+++ The data +++
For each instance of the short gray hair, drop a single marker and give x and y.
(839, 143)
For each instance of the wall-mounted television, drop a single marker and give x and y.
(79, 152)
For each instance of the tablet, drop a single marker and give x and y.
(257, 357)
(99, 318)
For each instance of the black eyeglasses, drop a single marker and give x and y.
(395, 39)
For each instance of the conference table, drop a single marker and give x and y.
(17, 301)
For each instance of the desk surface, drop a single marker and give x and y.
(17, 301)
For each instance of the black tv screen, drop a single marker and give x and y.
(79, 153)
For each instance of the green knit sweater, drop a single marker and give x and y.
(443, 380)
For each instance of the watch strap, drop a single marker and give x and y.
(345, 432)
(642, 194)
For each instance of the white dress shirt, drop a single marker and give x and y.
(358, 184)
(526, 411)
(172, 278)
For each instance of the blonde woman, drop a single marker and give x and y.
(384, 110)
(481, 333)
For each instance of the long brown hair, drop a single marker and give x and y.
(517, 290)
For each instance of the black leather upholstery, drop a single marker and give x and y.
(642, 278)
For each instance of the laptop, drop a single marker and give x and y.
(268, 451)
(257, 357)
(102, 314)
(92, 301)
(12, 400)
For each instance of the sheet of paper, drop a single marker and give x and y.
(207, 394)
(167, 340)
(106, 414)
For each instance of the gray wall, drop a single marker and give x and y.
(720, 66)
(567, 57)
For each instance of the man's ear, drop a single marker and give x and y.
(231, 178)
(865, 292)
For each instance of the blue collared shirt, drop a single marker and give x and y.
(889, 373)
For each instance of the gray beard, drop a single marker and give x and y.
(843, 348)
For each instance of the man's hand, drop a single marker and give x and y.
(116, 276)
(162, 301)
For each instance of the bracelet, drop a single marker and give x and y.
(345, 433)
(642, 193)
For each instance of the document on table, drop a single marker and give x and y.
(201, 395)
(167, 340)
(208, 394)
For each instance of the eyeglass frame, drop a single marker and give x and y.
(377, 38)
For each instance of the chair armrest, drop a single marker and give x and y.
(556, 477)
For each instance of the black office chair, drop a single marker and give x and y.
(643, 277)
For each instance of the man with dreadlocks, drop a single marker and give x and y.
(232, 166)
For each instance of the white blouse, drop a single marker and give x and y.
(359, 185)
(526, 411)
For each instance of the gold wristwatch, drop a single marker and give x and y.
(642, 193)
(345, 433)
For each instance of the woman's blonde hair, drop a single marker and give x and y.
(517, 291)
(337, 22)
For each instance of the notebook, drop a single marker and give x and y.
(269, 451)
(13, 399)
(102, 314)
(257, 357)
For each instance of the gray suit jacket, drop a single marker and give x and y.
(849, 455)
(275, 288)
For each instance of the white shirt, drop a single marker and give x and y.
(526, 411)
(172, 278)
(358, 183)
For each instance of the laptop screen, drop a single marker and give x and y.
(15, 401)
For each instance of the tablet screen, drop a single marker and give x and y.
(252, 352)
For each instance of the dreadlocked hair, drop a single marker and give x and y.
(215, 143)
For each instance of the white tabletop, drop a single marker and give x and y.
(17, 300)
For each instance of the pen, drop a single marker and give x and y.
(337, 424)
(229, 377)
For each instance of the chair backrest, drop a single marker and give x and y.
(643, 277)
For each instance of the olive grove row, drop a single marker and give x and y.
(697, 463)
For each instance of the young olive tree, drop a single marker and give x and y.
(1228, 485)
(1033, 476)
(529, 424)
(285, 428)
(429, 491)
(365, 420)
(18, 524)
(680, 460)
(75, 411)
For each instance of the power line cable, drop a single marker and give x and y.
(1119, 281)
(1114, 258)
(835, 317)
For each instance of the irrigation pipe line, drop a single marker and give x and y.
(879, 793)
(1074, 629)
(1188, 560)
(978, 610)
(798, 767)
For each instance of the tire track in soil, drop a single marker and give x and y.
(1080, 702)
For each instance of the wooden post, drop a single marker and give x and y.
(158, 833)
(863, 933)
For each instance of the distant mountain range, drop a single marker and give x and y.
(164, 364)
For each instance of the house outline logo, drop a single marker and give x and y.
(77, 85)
+++
[Task instructions] Your output should be an exact copy of the lines from the one containing "For each instance of the distant" through the last line of the data above.

[Solution]
For each instance of the distant mountain range, drop a single marker and give x and y.
(164, 364)
For each instance of the house outline logo, drop a single marker and give x and y.
(77, 85)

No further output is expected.